What is asked = Exactly repeat the line that contains "Where can you see the door hinge?", then every line after it up to and including the final line.

Object pointing dataset rows =
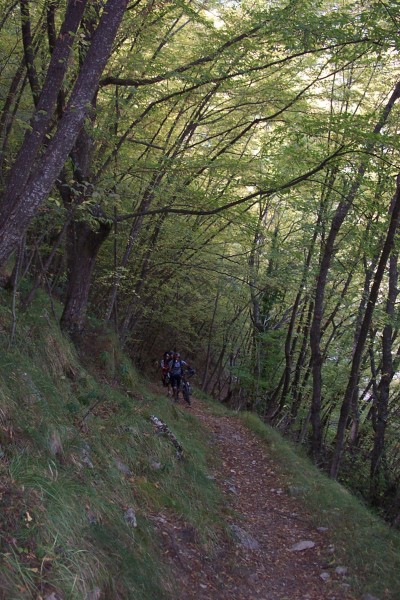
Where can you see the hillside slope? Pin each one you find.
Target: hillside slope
(95, 503)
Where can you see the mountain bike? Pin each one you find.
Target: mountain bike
(185, 387)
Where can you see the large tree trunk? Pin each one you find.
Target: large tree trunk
(83, 247)
(17, 214)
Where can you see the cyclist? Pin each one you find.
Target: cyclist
(164, 364)
(176, 366)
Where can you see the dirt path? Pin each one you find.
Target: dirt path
(266, 522)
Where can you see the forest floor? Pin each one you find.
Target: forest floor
(267, 522)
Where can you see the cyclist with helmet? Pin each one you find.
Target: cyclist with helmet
(164, 364)
(176, 366)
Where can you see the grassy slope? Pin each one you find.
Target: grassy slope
(62, 525)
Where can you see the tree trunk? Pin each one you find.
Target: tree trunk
(83, 247)
(328, 253)
(384, 384)
(15, 216)
(358, 352)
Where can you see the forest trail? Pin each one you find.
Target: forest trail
(266, 522)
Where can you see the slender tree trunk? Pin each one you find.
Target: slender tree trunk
(353, 378)
(328, 252)
(384, 384)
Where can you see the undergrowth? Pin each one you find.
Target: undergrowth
(77, 452)
(363, 542)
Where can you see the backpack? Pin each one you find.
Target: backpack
(176, 367)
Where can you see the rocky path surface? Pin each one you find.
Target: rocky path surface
(263, 562)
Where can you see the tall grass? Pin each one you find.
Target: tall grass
(65, 521)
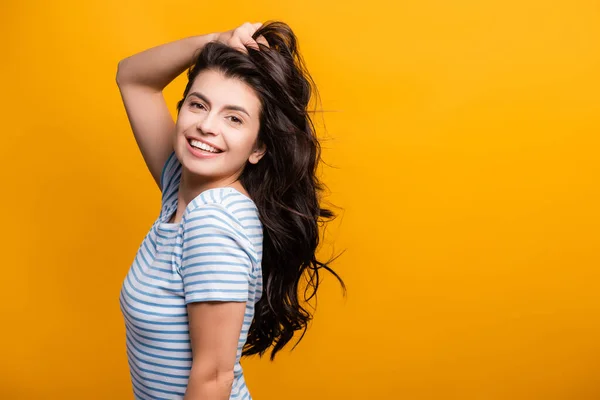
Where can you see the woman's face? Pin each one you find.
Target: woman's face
(217, 128)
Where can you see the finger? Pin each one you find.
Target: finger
(263, 41)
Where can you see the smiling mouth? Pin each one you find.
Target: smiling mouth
(203, 146)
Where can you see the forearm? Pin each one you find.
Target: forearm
(209, 386)
(156, 67)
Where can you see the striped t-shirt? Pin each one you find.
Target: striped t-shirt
(213, 254)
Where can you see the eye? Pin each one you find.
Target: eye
(197, 105)
(235, 120)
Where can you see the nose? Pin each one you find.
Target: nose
(207, 124)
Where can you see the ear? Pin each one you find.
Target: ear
(258, 153)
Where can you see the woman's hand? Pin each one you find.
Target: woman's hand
(241, 37)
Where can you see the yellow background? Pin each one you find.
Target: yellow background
(463, 143)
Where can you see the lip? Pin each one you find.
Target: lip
(200, 153)
(188, 138)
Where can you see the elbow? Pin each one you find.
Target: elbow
(121, 72)
(212, 375)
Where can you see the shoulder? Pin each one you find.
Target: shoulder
(226, 216)
(227, 202)
(228, 209)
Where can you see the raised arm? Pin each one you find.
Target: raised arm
(143, 76)
(141, 79)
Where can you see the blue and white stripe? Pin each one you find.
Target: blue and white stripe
(213, 254)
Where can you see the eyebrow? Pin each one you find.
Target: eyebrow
(227, 107)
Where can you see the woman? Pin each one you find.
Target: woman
(218, 274)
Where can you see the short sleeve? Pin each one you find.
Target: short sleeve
(216, 263)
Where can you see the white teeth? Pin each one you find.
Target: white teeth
(203, 146)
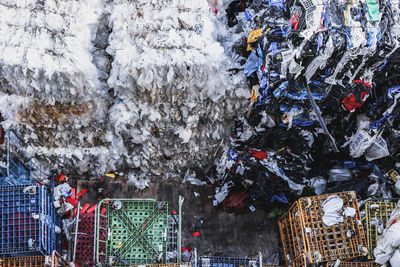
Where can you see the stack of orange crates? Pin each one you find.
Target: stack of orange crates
(305, 236)
(352, 264)
(35, 261)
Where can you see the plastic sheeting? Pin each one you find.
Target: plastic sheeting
(141, 87)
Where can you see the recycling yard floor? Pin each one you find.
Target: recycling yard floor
(223, 234)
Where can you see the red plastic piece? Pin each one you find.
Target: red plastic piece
(91, 209)
(87, 205)
(258, 154)
(350, 102)
(196, 234)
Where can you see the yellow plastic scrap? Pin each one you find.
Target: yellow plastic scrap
(254, 93)
(253, 37)
(254, 96)
(112, 175)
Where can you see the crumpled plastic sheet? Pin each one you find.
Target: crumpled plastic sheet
(331, 206)
(45, 49)
(147, 90)
(324, 97)
(388, 245)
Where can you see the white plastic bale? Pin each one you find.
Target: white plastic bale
(45, 49)
(173, 96)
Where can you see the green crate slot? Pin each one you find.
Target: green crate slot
(382, 211)
(137, 233)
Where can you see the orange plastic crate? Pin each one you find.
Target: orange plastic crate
(352, 264)
(382, 211)
(36, 261)
(302, 231)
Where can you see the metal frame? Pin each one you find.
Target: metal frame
(27, 220)
(381, 210)
(33, 261)
(303, 232)
(214, 261)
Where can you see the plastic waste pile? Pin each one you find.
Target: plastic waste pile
(140, 87)
(323, 113)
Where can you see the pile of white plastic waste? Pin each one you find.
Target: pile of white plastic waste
(136, 86)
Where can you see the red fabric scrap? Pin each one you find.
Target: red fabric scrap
(73, 192)
(362, 82)
(103, 210)
(60, 178)
(2, 132)
(350, 103)
(72, 201)
(294, 21)
(258, 154)
(82, 192)
(91, 209)
(87, 205)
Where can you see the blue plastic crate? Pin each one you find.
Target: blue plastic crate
(28, 220)
(212, 261)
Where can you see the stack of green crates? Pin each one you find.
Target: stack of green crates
(135, 233)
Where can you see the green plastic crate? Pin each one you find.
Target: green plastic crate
(134, 234)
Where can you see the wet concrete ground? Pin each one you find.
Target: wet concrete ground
(223, 234)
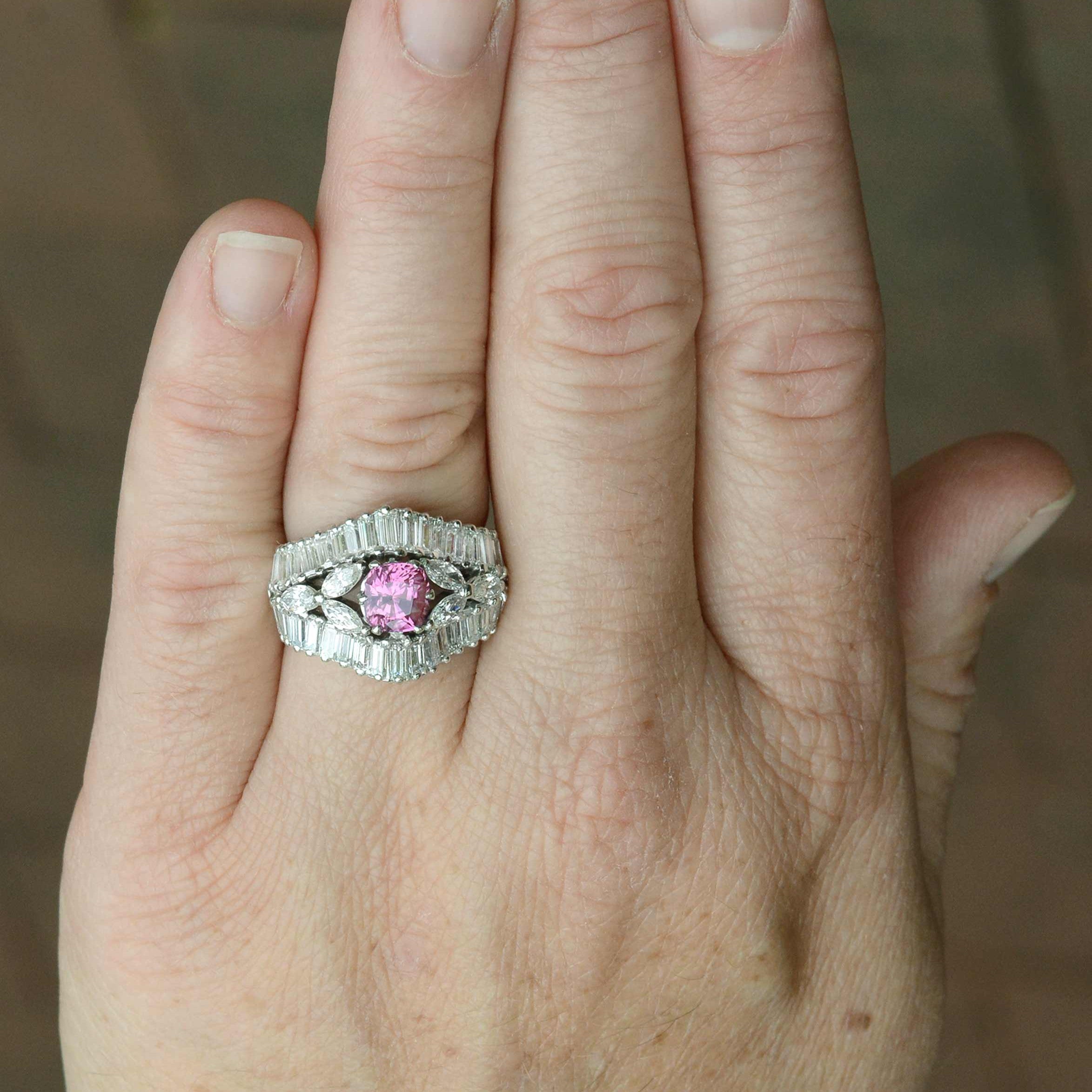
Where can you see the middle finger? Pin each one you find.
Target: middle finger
(596, 295)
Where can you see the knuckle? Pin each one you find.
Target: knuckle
(402, 176)
(742, 147)
(566, 36)
(216, 408)
(801, 361)
(405, 424)
(194, 583)
(610, 323)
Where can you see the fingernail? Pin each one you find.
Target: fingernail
(253, 275)
(741, 27)
(446, 36)
(1028, 536)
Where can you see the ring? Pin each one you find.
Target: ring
(392, 594)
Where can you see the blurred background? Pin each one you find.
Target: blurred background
(124, 124)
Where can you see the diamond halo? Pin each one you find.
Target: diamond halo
(392, 594)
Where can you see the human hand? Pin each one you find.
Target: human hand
(680, 826)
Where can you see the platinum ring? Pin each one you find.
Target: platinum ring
(392, 594)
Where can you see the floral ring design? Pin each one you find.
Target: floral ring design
(392, 594)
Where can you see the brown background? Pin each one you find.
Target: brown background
(124, 124)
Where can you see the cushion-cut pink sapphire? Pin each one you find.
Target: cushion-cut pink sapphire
(395, 597)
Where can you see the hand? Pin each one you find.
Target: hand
(680, 825)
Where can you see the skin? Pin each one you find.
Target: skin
(680, 825)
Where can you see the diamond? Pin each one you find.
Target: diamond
(395, 597)
(448, 609)
(300, 600)
(486, 588)
(446, 576)
(341, 616)
(342, 580)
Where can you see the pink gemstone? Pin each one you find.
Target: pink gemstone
(395, 597)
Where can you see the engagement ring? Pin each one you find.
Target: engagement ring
(392, 596)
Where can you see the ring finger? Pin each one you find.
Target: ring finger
(391, 402)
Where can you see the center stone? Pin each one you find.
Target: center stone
(395, 597)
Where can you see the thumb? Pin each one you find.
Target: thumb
(962, 518)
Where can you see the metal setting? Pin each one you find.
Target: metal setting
(318, 592)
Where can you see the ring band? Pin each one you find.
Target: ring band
(392, 594)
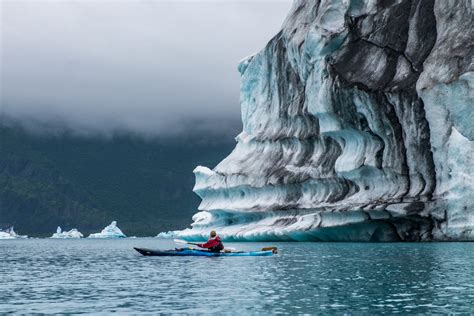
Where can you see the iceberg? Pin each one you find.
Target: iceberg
(357, 126)
(10, 234)
(111, 231)
(73, 233)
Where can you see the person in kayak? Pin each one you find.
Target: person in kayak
(214, 244)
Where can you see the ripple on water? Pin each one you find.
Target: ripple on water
(73, 276)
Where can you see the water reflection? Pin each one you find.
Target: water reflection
(107, 275)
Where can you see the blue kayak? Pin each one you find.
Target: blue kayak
(202, 253)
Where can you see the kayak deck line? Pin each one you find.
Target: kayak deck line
(203, 253)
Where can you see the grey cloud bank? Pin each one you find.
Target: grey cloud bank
(151, 67)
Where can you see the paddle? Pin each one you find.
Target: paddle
(180, 241)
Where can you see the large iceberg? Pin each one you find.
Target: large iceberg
(357, 125)
(10, 234)
(111, 231)
(60, 234)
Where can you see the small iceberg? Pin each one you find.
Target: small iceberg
(111, 231)
(73, 233)
(10, 234)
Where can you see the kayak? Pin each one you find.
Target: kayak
(202, 253)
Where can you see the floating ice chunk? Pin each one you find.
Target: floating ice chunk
(111, 231)
(73, 233)
(10, 234)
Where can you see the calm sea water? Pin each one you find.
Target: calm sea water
(102, 276)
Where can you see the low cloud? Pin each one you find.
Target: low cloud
(151, 67)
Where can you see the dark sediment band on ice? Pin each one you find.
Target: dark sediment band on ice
(357, 125)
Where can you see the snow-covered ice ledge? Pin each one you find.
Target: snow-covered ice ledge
(352, 129)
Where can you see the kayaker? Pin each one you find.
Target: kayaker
(213, 244)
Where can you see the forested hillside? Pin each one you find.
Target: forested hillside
(83, 182)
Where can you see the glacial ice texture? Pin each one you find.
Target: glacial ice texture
(60, 234)
(357, 125)
(111, 231)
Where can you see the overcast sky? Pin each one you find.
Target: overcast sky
(156, 67)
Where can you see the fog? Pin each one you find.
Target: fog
(150, 67)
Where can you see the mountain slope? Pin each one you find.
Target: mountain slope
(146, 185)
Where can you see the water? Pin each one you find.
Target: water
(101, 276)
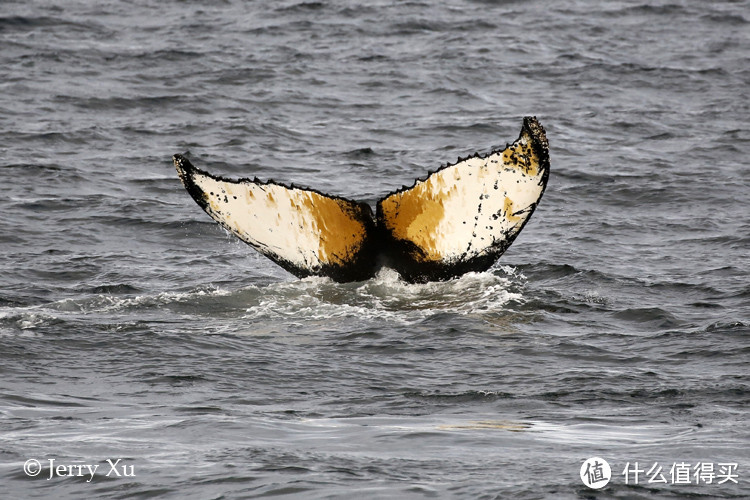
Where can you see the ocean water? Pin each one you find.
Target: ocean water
(134, 328)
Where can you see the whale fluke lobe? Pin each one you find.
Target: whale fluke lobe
(305, 232)
(460, 218)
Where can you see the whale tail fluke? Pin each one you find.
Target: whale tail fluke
(304, 231)
(460, 218)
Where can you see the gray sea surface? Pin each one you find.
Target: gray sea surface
(134, 328)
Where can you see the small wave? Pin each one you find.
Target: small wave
(385, 297)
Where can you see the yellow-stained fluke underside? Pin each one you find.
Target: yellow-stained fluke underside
(460, 218)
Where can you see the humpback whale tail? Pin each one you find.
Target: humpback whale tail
(460, 218)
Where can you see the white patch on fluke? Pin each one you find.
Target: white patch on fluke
(269, 217)
(466, 209)
(459, 219)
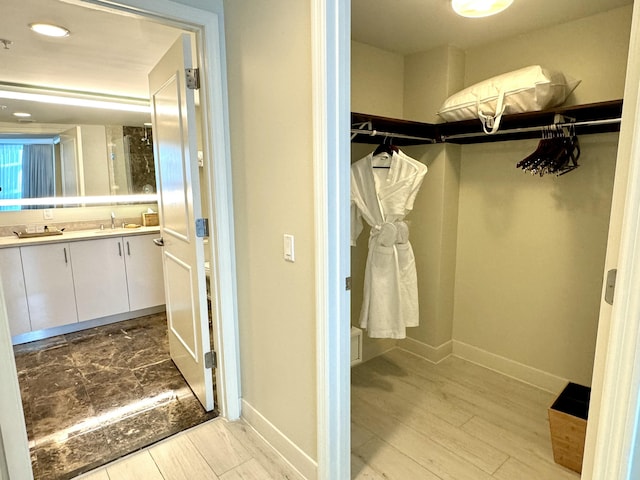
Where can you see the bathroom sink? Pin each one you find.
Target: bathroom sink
(46, 233)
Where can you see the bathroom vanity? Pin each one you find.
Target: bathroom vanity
(80, 279)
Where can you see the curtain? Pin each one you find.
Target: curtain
(38, 172)
(10, 174)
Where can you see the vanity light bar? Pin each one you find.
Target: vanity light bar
(88, 200)
(78, 100)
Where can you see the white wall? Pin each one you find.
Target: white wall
(530, 256)
(504, 213)
(269, 73)
(540, 310)
(377, 81)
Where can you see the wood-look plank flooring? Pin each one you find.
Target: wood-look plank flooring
(411, 419)
(213, 450)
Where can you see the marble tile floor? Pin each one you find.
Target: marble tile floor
(93, 396)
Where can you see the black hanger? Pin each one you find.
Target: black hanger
(557, 153)
(385, 147)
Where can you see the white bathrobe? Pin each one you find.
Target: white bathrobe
(383, 197)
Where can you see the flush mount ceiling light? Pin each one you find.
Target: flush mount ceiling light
(479, 8)
(49, 30)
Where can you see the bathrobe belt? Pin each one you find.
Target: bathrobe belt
(389, 234)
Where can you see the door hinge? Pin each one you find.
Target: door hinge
(192, 76)
(210, 360)
(610, 286)
(202, 227)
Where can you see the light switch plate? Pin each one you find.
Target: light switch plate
(289, 248)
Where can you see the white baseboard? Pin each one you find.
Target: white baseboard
(290, 452)
(433, 354)
(519, 371)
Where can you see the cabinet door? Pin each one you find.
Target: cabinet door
(99, 278)
(49, 284)
(144, 272)
(15, 295)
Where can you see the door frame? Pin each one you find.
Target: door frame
(208, 27)
(331, 59)
(612, 437)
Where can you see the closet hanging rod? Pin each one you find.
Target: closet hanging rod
(375, 133)
(606, 121)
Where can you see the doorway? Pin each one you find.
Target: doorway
(198, 21)
(494, 174)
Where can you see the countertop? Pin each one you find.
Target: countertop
(74, 235)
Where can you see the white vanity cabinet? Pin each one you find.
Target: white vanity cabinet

Problem solution =
Where can you see the door hinge? Pin each one you find.
Target: door hinge
(192, 76)
(210, 360)
(610, 286)
(202, 227)
Where can you see the light switch plate? Pin each one you find.
Target: light switch plate
(289, 248)
Where can you see the white baseboard? Pin each one you find.
Target: white baseboard
(290, 452)
(433, 354)
(519, 371)
Where can you see the cabinet door? Pin each one you find.
Target: cabinet door
(99, 278)
(49, 284)
(144, 272)
(15, 295)
Where can you see the door frame? Pin each one you find.
Target: door frame
(208, 27)
(331, 59)
(612, 437)
Where can you see the closet hanging rod? Pin each one you find.
Target: closet hanging rod
(375, 133)
(606, 121)
Where can you see the doorway? Pin each one you find.
Target: doorway
(198, 21)
(494, 174)
Where can you see the countertop? Pin each one you find.
Target: countertop
(74, 235)
Where can you see the white vanity cabinet? Pin each one you find.
Target: white vanity cabinet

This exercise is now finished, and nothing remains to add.